- [Extracto de la página]

Antes de entrar en la Mezquita hay que descalzarse. Las mujeres —sean o no musulmanas— deben cubrirse cuerpo y cabeza con unas capas con caperuza preparadas para el lugar. Dentro hay decenas de alfombras que cubren por completo el suelo. Todos los monumentos están decorados con telas de seda ricamente recamadas en oro. Son de color verde las que cubren las tumbas de los patriarcas, y rojo las de sus esposas. El catafalco del patriarca Abraham se encuentra en una habitación cerrada, de acceso vedado. Solo se puede atisbar a través de una ventana con rejas. Al fondo, se alcanza a ver a los colonos y ultraortodoxos judíos, que rezan desde su ventana. El lugar donde reposarían los restos del profeta Abraham está a diecisiete metros bajo ese nivel. Desde un ventanuco que hay en el suelo se divisan unas velas, descolgadas hasta al fondo del pozo.
La tumba donde se venera a Abraham permanece inexplorada. Una tradición afirma que no volverá a ver el sol quien allí entre. Durante muchos años nadie se había atrevido a bajar. En el año 1967 introdujeron a una niña de doce años. Cruzó el pasillo que hay abajo. Cuando llegó a la pared del fondo golpeó varias veces. Oyó a alguien que respondía con el mismo sonido. Era el policía que se encontraba al otro lado. Se descendió de nuevo en 1973. En esa ocasión solo entraron en el lugar que alberga el centro del enterramiento. No se encontró nada. Parece que la posible tumba estaría en la parte izquierda del pasillo.
En la amplia sala de la mezquita se hallan también las tumbas de Isaac y Rebeca. Las de Jacob y Lea no se pueden visitar, porque se encuentran en el lado judío. Incluso, para los hebreos, solo es posible visitar las tumbas de Jacob y Rebeca nueve días al año, cuando coincide con sus festividades.
Llama la atención cómo estos patriarcas son a la vez venerados por judíos, musulmanes y cristianos. Esa confluencia muestra el punto de unión que hay entre todos: adoran al mismo Dios, el único Dios verdadero.

- [Material proporcionado]
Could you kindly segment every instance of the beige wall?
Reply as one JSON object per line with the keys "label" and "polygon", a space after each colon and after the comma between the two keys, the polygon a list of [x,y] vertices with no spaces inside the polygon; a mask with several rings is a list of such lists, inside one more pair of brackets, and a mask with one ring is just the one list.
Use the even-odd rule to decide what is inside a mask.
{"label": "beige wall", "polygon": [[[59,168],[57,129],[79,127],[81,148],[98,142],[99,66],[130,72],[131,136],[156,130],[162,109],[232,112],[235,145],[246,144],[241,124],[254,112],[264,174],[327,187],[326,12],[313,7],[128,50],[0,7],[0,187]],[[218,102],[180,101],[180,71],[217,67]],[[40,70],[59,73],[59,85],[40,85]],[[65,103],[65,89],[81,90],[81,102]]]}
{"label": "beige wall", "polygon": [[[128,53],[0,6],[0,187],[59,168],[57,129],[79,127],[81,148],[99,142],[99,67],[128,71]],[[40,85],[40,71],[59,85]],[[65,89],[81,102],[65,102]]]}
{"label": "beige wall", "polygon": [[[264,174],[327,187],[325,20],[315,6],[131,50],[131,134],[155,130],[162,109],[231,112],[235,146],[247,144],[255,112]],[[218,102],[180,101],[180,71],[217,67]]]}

- [Tareas]
**A.** Explica, según el texto sobre la Mezquita, por qué no se pueden visitar las tumbas de Jacob y Lea.
**B.** Reproduce del texto sobre la Mezquita el pasaje que empieza en "En la amplia" y termina en "con sus festividades.".

- [Resultados del ejercicio]
**A.** Las tumbas de Jacob y Lea no se pueden visitar porque se encuentran en el lado judío.

**B.**
En la amplia sala de la mezquita se hallan también las tumbas de Isaac y Rebeca. Las de Jacob y Lea no se pueden visitar, porque se encuentran en el lado judío. Incluso, para los hebreos, solo es posible visitar las tumbas de Jacob y Rebeca nueve días al año, cuando coincide con sus festividades.